# PROMPT:
When you transcribe the entries below, begin at their first line and stop after the line containing "spot the red and white koi fish."; pictures stay out.

# MATERIAL SUPPLIED:
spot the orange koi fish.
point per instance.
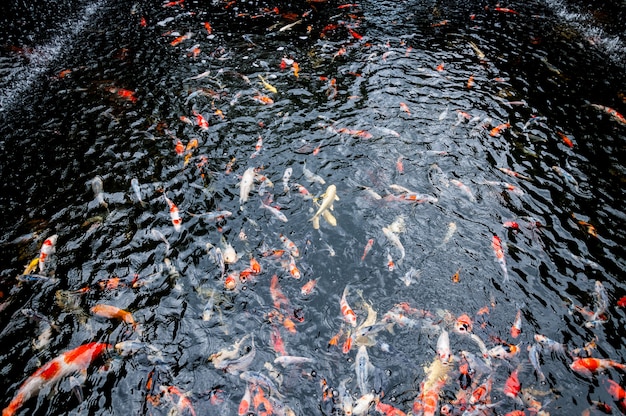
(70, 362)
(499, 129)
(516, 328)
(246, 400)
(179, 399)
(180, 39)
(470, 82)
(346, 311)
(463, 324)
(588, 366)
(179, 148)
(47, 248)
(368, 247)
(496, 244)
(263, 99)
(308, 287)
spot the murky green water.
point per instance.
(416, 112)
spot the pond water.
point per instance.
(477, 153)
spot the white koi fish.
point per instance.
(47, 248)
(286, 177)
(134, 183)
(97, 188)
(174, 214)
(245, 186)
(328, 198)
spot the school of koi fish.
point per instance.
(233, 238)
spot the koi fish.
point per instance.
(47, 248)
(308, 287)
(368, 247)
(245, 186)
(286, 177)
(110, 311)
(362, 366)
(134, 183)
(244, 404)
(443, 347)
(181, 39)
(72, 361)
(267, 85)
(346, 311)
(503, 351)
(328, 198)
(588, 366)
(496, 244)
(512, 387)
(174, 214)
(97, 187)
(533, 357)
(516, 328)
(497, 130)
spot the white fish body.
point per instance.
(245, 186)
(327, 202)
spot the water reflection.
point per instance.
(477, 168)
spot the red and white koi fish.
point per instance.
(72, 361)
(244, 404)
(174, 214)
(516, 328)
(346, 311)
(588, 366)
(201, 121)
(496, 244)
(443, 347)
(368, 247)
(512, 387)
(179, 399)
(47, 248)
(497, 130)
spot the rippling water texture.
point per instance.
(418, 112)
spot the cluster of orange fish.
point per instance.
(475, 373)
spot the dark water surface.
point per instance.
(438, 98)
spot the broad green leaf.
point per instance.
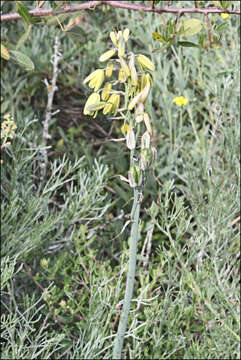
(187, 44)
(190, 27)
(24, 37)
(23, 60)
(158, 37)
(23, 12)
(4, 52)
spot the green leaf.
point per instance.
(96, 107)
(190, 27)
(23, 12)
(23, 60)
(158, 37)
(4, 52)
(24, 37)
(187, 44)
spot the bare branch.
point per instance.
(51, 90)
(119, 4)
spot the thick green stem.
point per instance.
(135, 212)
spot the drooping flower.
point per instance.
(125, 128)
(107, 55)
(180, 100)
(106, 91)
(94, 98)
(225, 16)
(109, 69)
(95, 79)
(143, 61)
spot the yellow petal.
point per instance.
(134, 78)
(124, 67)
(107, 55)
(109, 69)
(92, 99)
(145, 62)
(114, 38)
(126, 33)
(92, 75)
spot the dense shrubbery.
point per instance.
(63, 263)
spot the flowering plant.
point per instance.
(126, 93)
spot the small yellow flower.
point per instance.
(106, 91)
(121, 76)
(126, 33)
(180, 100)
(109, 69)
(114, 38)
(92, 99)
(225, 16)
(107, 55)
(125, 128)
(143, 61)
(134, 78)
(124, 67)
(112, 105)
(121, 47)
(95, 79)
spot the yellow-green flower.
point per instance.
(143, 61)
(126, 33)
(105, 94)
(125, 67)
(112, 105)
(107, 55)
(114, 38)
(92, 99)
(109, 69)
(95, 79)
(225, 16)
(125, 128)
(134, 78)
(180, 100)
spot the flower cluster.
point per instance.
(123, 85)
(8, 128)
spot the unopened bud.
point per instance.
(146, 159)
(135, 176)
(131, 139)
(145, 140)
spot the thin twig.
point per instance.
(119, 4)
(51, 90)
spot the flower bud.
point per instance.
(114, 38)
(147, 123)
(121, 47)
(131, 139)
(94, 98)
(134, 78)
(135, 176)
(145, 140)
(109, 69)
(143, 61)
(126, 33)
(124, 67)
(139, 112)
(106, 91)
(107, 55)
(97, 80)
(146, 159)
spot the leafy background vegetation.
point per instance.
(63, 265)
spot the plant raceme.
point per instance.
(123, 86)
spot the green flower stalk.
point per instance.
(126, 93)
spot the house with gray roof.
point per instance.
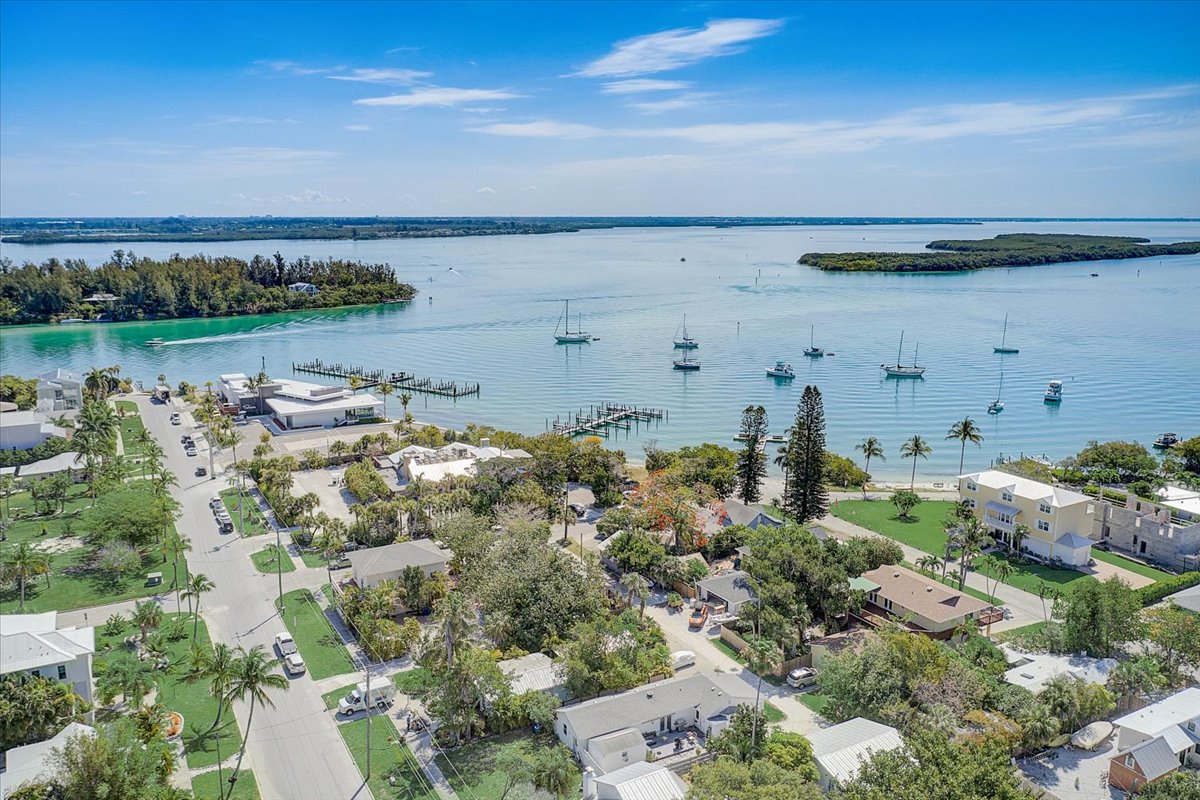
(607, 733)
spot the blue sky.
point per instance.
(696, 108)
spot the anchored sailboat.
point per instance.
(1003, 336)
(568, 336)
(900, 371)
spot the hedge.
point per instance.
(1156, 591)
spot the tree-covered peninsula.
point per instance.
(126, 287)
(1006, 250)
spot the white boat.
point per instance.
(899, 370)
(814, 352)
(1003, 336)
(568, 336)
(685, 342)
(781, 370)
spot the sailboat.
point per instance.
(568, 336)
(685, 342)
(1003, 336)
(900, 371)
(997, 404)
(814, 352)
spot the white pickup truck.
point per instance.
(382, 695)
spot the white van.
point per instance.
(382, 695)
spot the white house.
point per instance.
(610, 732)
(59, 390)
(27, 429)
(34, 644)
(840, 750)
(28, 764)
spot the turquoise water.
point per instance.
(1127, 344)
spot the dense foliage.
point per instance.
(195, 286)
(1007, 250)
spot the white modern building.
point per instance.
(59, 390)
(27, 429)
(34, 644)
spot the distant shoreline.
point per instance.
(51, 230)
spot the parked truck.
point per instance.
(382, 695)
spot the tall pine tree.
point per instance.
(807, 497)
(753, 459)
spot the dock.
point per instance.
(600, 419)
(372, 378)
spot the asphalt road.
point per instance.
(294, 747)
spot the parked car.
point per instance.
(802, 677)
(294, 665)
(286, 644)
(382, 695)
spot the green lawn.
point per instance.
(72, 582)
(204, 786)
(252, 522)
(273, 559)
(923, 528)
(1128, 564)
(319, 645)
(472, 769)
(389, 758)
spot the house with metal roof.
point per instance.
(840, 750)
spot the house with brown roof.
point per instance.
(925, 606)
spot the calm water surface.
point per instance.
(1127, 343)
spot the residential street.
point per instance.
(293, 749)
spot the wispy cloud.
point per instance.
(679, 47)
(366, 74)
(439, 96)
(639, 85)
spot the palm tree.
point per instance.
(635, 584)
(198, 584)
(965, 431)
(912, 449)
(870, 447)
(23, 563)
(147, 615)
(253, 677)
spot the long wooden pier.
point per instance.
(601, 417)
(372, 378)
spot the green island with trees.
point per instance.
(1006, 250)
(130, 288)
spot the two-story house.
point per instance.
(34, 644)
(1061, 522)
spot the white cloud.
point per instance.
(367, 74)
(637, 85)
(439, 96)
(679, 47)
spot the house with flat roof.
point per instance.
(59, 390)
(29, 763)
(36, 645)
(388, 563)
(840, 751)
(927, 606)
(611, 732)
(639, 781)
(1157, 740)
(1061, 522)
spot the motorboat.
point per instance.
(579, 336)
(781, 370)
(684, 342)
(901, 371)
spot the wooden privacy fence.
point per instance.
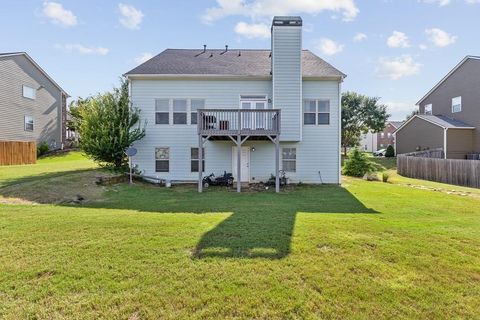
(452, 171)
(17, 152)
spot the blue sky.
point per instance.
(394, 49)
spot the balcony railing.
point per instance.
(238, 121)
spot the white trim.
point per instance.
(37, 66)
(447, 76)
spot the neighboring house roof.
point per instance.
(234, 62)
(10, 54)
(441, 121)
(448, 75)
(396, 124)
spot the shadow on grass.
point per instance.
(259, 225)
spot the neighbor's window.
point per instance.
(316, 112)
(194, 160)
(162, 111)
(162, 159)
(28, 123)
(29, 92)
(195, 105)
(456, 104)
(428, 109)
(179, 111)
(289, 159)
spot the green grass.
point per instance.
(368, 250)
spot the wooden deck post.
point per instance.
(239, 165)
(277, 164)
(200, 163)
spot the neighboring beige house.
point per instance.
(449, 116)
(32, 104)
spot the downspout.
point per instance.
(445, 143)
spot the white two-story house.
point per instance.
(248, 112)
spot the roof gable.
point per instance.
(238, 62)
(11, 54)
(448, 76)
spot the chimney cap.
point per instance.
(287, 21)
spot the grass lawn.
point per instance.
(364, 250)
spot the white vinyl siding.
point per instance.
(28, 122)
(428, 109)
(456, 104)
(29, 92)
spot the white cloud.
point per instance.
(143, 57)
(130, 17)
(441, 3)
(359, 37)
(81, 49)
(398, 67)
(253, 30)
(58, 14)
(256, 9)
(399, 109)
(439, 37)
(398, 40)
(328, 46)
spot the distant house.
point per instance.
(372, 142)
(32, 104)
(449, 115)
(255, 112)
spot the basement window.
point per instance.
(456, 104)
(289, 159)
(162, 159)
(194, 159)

# OUTPUT OF THE TASK:
spot the orange koi fish.
point per instance.
(70, 362)
(499, 129)
(516, 328)
(246, 400)
(179, 399)
(180, 39)
(470, 82)
(346, 311)
(463, 324)
(588, 366)
(179, 148)
(47, 248)
(368, 247)
(496, 244)
(263, 99)
(308, 287)
spot the murky green water.
point per instance.
(416, 112)
spot the pond water.
point per instance.
(477, 153)
spot the white koi fish.
point per instance.
(47, 248)
(286, 177)
(134, 183)
(97, 188)
(174, 214)
(245, 186)
(328, 198)
spot the school of koi fish.
point per instance.
(233, 238)
spot the koi fish.
point per instance.
(47, 248)
(308, 287)
(368, 247)
(245, 186)
(286, 177)
(110, 311)
(362, 366)
(134, 183)
(244, 404)
(443, 347)
(181, 39)
(72, 361)
(267, 85)
(346, 311)
(503, 351)
(328, 198)
(588, 366)
(496, 244)
(512, 387)
(174, 214)
(97, 187)
(533, 357)
(516, 328)
(497, 130)
spot the white fish body.
point per instance.
(245, 186)
(327, 202)
spot the water reflection.
point per instance.
(477, 168)
spot the red and white koi fish.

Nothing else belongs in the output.